*Assignment*
According to the text on supporting a child who might have autism, what does a child need in order to get ABA therapy?

*Text section*
****
Here are some of the best ways to support a child you think might have autism. 

  1. Try a variety of therapies

While you’re in the process of getting a formal diagnosis, start trying different therapies with your child to see if anything resonates with your child. Every child with autism is different, so what works for one person may not work for another. There are several types of therapy you can try that are low-cost or free, including play therapy, speech therapy, floortime, ABA therapy, and more.

Although your child will need a formal Autistic Spectrum Disorder (ASD) diagnosis to get ABA therapy, it’s worth noting that once you have a diagnosis, you can get in-home therapy, which will make things easier on you and your child. Organizations like Golden Care Therapy in New Jersey will send an ABA therapist to your home to work with your child in their own environment. Getting in-home therapy will reduce the stress your child may feel from being in a new and unfamiliar place.

The more therapies you try, the better chance you have of getting a head start in supporting your child, whether or not they get diagnosed with autism. 

  1. Get your child some sensory toys

Kids with autism need to stim, which is just a fancy way of saying they need something to stimulate their senses in a way that allows them to mitigate and disburse the sensory overload they’re feeling. Without toys, kids will find ways to stim using just their bodies and their surroundings, but toys can be extremely helpful and less damaging depending on your child.
****
*Source material*
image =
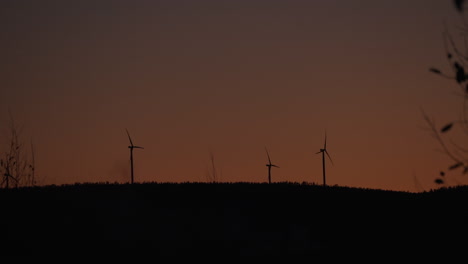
****
*Result*
A formal Autistic Spectrum Disorder (ASD) diagnosis.